(Collected data entries)

+ + + +

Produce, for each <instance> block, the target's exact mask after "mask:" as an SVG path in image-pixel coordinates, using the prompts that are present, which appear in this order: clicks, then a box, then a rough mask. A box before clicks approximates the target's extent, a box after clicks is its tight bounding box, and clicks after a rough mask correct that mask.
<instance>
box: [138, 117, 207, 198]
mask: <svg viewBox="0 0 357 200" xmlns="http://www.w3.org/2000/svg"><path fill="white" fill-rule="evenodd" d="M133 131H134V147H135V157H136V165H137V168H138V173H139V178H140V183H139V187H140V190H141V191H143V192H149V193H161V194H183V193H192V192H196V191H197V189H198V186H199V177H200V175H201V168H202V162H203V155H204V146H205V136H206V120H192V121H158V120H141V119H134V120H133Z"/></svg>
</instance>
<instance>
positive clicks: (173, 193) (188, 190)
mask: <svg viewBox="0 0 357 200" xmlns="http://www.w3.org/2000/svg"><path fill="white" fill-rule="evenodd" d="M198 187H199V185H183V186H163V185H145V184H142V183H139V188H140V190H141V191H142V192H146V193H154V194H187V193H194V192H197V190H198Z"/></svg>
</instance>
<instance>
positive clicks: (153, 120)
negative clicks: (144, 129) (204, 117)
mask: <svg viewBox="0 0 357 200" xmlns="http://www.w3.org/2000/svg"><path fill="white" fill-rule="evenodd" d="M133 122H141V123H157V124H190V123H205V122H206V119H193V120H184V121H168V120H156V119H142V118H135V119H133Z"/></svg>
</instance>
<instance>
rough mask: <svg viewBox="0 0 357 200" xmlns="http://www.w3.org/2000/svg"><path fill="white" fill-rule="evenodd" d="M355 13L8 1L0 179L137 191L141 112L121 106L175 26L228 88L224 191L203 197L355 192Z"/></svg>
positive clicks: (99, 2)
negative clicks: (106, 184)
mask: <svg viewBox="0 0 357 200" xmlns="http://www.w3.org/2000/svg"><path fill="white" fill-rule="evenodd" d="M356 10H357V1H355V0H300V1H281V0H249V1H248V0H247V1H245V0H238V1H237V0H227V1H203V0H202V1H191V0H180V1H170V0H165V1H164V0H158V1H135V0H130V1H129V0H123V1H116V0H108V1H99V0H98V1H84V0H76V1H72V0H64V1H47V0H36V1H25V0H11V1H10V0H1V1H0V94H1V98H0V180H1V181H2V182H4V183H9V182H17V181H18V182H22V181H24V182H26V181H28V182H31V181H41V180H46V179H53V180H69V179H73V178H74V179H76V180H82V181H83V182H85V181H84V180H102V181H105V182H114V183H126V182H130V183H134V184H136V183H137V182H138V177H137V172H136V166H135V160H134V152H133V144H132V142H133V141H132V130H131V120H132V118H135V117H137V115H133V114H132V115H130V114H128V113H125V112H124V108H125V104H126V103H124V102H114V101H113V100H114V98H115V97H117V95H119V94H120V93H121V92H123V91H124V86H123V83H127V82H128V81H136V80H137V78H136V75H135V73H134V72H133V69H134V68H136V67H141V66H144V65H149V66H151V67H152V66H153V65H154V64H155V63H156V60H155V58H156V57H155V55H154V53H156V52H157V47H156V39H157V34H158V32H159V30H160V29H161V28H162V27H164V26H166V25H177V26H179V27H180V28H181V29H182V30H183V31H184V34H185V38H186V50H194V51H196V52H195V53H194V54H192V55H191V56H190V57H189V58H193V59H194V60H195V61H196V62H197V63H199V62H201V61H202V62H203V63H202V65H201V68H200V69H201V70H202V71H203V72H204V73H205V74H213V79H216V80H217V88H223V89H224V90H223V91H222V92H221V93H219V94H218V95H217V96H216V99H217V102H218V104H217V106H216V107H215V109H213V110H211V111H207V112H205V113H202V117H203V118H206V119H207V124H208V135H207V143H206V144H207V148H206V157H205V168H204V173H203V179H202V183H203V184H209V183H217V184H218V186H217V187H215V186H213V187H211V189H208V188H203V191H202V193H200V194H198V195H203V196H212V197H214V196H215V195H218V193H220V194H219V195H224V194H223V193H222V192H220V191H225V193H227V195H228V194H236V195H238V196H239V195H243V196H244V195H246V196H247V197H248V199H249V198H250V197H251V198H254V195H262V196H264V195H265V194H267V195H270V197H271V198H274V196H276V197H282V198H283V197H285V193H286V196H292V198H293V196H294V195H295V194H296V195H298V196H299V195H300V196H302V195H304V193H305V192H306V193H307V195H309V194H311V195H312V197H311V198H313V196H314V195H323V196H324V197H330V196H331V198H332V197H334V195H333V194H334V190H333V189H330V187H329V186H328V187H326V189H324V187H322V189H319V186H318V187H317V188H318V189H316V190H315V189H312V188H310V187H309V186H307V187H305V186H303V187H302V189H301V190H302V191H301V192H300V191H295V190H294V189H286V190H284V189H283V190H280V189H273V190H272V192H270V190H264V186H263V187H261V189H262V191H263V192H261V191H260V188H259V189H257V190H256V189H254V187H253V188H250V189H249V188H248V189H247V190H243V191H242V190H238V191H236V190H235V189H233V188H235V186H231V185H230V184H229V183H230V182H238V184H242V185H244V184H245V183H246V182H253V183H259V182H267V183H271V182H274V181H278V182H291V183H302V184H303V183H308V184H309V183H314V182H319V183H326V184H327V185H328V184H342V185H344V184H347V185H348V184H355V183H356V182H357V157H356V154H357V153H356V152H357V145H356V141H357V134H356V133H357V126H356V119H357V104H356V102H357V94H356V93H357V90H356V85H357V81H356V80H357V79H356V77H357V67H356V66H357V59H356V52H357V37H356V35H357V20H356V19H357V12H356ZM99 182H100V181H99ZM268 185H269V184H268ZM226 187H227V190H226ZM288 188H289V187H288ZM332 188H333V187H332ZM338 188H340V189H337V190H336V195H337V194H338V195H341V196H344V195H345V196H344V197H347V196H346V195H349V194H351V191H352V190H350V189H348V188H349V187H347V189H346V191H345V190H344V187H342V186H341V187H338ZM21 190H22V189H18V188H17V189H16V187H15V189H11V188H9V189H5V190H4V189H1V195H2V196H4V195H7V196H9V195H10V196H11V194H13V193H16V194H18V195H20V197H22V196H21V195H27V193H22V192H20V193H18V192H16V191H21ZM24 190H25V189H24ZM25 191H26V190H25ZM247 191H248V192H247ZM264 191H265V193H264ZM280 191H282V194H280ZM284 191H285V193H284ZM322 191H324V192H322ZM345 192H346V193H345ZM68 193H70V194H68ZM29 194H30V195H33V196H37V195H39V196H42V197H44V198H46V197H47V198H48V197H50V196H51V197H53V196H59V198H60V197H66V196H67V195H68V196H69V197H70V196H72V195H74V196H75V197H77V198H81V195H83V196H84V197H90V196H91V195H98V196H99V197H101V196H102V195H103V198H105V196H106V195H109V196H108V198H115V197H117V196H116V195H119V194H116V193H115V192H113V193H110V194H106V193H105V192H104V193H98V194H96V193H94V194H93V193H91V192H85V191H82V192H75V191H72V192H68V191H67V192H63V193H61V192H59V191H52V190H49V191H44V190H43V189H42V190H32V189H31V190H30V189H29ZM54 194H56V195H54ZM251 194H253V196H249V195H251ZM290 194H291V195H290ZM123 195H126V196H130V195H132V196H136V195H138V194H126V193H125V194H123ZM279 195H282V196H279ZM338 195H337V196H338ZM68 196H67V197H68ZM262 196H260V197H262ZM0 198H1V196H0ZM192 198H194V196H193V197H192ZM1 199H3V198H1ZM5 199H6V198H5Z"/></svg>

+ + + +

— YOUR TASK —
Rewrite the whole listing above so that each "positive clicks" reads "foreground clicks", with nothing else altered.

— RESPONSE —
Produce, for each <instance> block, the target's exact mask after "mask:" as an SVG path in image-pixel coordinates, using the prompts that are present, which appear in this order: clicks, then a box, then a rough mask. A box before clicks approximates the target's extent, a box after clicks is its tight bounding box, and clicks after a rough mask correct that mask.
<instance>
box: [138, 117, 207, 198]
mask: <svg viewBox="0 0 357 200" xmlns="http://www.w3.org/2000/svg"><path fill="white" fill-rule="evenodd" d="M133 131H134V147H135V157H136V165H137V168H138V173H139V178H140V183H139V187H140V190H141V191H143V192H149V193H161V194H183V193H192V192H196V191H197V189H198V186H199V177H200V175H201V168H202V162H203V155H204V146H205V136H206V120H192V121H158V120H141V119H134V120H133Z"/></svg>
</instance>
<instance>
foreground clicks: (173, 193) (188, 190)
mask: <svg viewBox="0 0 357 200" xmlns="http://www.w3.org/2000/svg"><path fill="white" fill-rule="evenodd" d="M198 187H199V185H183V186H163V185H145V184H142V183H139V188H140V190H141V191H142V192H146V193H154V194H187V193H194V192H197V190H198Z"/></svg>
</instance>
<instance>
foreground clicks: (153, 120)
negative clicks: (144, 129) (204, 117)
mask: <svg viewBox="0 0 357 200" xmlns="http://www.w3.org/2000/svg"><path fill="white" fill-rule="evenodd" d="M133 122H141V123H157V124H190V123H205V122H206V119H193V120H184V121H168V120H156V119H142V118H135V119H133Z"/></svg>
</instance>
<instance>
rough mask: <svg viewBox="0 0 357 200" xmlns="http://www.w3.org/2000/svg"><path fill="white" fill-rule="evenodd" d="M355 13L8 1L0 179L137 191L141 112L121 106L175 26L228 88L224 191L203 197L355 192Z"/></svg>
foreground clicks: (99, 2)
negative clicks: (106, 184)
mask: <svg viewBox="0 0 357 200" xmlns="http://www.w3.org/2000/svg"><path fill="white" fill-rule="evenodd" d="M356 10H357V1H355V0H300V1H281V0H249V1H248V0H247V1H245V0H238V1H237V0H227V1H203V0H202V1H191V0H180V1H170V0H165V1H164V0H158V1H135V0H130V1H129V0H123V1H116V0H108V1H99V0H98V1H84V0H76V1H72V0H64V1H47V0H36V1H25V0H11V1H10V0H1V1H0V94H1V98H0V180H1V181H2V182H4V183H9V182H17V181H18V182H22V181H24V182H26V181H28V182H31V181H41V180H46V179H53V180H69V179H73V178H74V179H76V180H82V181H83V182H85V181H84V180H102V181H105V182H114V183H126V182H130V183H134V184H136V183H137V182H138V177H137V172H136V166H135V160H134V152H133V144H132V142H133V141H132V130H131V120H132V118H135V117H137V115H133V114H132V115H130V114H128V113H125V112H124V108H125V104H126V103H124V102H114V101H113V100H114V98H115V97H117V95H119V94H120V93H121V92H123V91H124V86H123V83H127V82H128V81H136V80H137V78H136V75H135V73H134V72H133V69H134V68H136V67H141V66H144V65H149V66H151V67H152V66H153V65H154V64H155V63H156V60H155V58H156V57H155V55H154V53H156V52H157V47H156V39H157V34H158V32H159V30H160V29H161V28H162V27H164V26H166V25H177V26H179V27H180V28H181V29H182V30H183V31H184V34H185V38H186V50H194V51H196V52H195V53H194V54H192V55H191V56H190V57H189V58H193V59H194V60H195V61H196V62H197V63H199V62H201V61H202V62H203V63H202V65H201V68H200V69H201V70H202V71H203V72H204V73H205V74H213V79H216V80H217V88H223V89H224V90H223V91H222V92H221V93H219V94H218V95H217V96H216V99H217V102H218V104H217V106H216V107H215V109H213V110H211V111H207V112H205V113H202V117H203V118H206V119H207V124H208V135H207V143H206V144H207V148H206V157H205V168H204V173H203V179H202V183H203V184H209V183H217V184H218V186H217V187H215V186H213V187H211V189H208V188H203V191H202V193H200V194H198V195H203V196H212V197H214V196H215V195H218V193H220V194H219V195H224V194H223V193H222V192H220V191H225V193H227V195H228V194H236V195H238V196H239V195H243V196H244V195H246V196H247V197H248V199H249V198H250V197H251V198H254V195H262V196H264V195H265V194H267V195H270V197H271V198H274V196H276V197H282V198H283V197H285V193H286V196H292V198H293V196H294V195H295V194H296V195H298V196H299V195H300V196H302V195H304V193H305V192H306V193H307V195H309V194H311V195H312V197H311V198H313V196H314V195H323V196H324V197H330V196H331V198H332V197H334V195H333V194H334V190H333V189H330V187H329V186H328V187H326V189H324V187H322V189H319V186H318V187H317V188H318V189H316V190H315V189H312V188H310V187H309V186H307V187H305V186H303V187H302V189H301V190H302V191H301V192H300V191H295V190H294V189H286V190H284V189H283V190H280V189H273V190H272V192H270V190H264V186H263V187H261V189H262V191H263V192H261V191H260V188H259V189H257V190H256V189H254V187H253V188H250V189H249V188H248V189H247V190H243V191H242V190H238V191H236V190H235V189H233V188H235V186H231V185H230V184H229V183H230V182H238V184H242V185H244V184H245V183H246V182H253V183H259V182H267V183H271V182H274V181H278V182H291V183H302V184H303V183H308V184H309V183H314V182H319V183H326V184H327V185H328V184H342V185H344V184H347V185H348V184H355V183H356V182H357V157H356V154H357V153H356V152H357V145H356V141H357V134H356V133H357V126H356V119H357V104H356V102H357V94H356V93H357V90H356V85H357V81H356V80H357V79H356V77H357V67H356V66H357V59H356V52H357V37H356V35H357V20H356V19H357V12H356ZM99 182H100V181H99ZM268 185H269V184H268ZM226 187H227V190H226ZM288 188H289V187H288ZM332 188H333V187H332ZM338 188H340V189H337V190H336V195H337V194H338V195H341V196H344V195H345V196H344V197H347V196H346V195H349V194H351V191H352V190H350V189H348V188H349V187H347V189H346V191H345V190H344V187H342V186H341V187H338ZM21 190H22V189H18V188H17V189H16V187H15V189H11V188H9V189H5V190H4V189H1V195H2V196H4V195H7V196H9V195H10V196H11V194H13V193H16V194H18V195H20V197H22V196H21V195H27V193H22V192H20V193H18V192H16V191H21ZM24 190H25V189H24ZM25 191H26V190H25ZM247 191H248V192H247ZM264 191H265V193H264ZM280 191H282V194H280ZM284 191H285V193H284ZM322 191H324V192H322ZM345 192H346V193H345ZM68 193H70V194H68ZM29 194H30V195H33V196H37V195H39V196H42V197H44V198H46V197H47V198H48V197H50V196H51V197H53V196H59V198H60V197H66V196H67V195H68V196H69V197H70V196H72V195H74V196H75V197H77V198H81V195H83V196H84V197H90V196H91V195H98V196H99V197H101V196H102V195H103V198H105V196H106V195H109V196H108V198H115V197H117V196H116V195H119V194H116V193H115V192H113V193H110V194H106V193H105V192H104V193H98V194H96V193H94V194H93V193H91V192H85V191H82V192H75V191H72V192H68V191H67V192H63V193H61V192H59V191H52V190H49V191H44V190H43V189H42V190H32V189H31V190H30V189H29ZM54 194H56V195H54ZM251 194H253V196H249V195H251ZM290 194H291V195H290ZM123 195H126V196H130V195H132V196H136V195H138V194H126V193H125V194H123ZM279 195H282V196H279ZM338 195H337V196H338ZM68 196H67V197H68ZM262 196H260V197H262ZM0 198H1V196H0ZM192 198H194V196H193V197H192ZM1 199H3V198H1ZM5 199H6V198H5Z"/></svg>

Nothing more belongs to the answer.